Document>
· · · · · · ·

Additionally, in the fields of business and the professions, it is often customary for the user to maintain a written time log or diary for recording future appointments and business events yet in the rush and press of business matters, the user sometimes neglects to consult his log and is embarrassed by failure to prepare sufficiently for and to attend to an important duty or function.
Although many watches, clocks, desk timers and the like are provided with settable alarms, such devices generally operate only within a short twenty-four hour, one day, time interval, and are therefore not useful for long term time reminder purposes that may extend to many days in the future. Such devices also generally do not display a countdown sequence.
Briefly, according to the present invention there is provided an electronic "calendar" reminder that is adjustable to select future times that may involve days and even months in advance, yet is capable of being embodied in a miniature personalized device that is small enough to be carried in the hand, pocket, or purse; or alternatively to be used in business and home as a small desktop unit.
In a preferred arrangement, the device is manually presettable to enter a future calendar date in the form of a month and a day, and to also enter the present month and day. The device automatically converts these calendar entries to provide and display the total time interval in days from the present to the selected future time. An adjustment is also provided in this automatic conversion means for correcting for the different number of days in February in each Leap year. When used as an automatic reminder, the preferred embodiment further includes an electronic clock and controls for providing a time countdown of this total interval time, together with a suitable alarm and warning when this time has elapsed or expired. By providing the display of the elapsed time interval as a progressive countdown of days instead of a count-up, the user is continually advised as to the amount of time (number of days) remaining until the selected future time.
In a more simplified embodiment, the automatic conversion of the present and future calendar dates to an elapsed time interval number can be replaced by a suitable non-automatic means such as a printed calendar, slide rule, or the like, thereby permitting the user to independently determine or calculate the elapsed interval, and to manually enter this time interval number into the electronic reminder instead of entering the calendar dates as in the fully automatic electronic device.
FIG. 1, is an electrical block diagram showing a preferred electronic embodiment having manual entry of the present and the future calendar dates and automatic conversion to yield the total time interval in a number of days.
FIG. 2, is a plan view of a circular slide rule for converting calendar months and days into an elapsed time interval as a number of days.
FIG. 3, is an electrical schematic drawing of a preferred electronic embodiment provided with manual entry of the elapsed time as digital number and automatic display and count-down.

· · · · · · ·

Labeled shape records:
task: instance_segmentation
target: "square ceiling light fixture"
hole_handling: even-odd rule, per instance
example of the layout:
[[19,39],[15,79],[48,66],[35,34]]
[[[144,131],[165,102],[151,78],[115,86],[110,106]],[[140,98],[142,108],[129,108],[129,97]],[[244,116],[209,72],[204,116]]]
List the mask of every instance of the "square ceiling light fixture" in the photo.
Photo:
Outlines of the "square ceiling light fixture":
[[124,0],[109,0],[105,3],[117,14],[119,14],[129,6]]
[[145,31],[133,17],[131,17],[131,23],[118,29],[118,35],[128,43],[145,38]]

· · · · · · ·

Required actions>
1. In the calendar reminder text, what does the automatic conversion adjust for?
2. Reproduce the part of the calendar reminder text that starts at the words "Although many watches, clocks, desk" and ends after "a countdown sequence.".

Solutions to the exercise>
1. It corrects for the different number of days in February in each Leap year.

2.
Although many watches, clocks, desk timers and the like are provided with settable alarms, such devices generally operate only within a short twenty-four hour, one day, time interval, and are therefore not useful for long term time reminder purposes that may extend to many days in the future. Such devices also generally do not display a countdown sequence.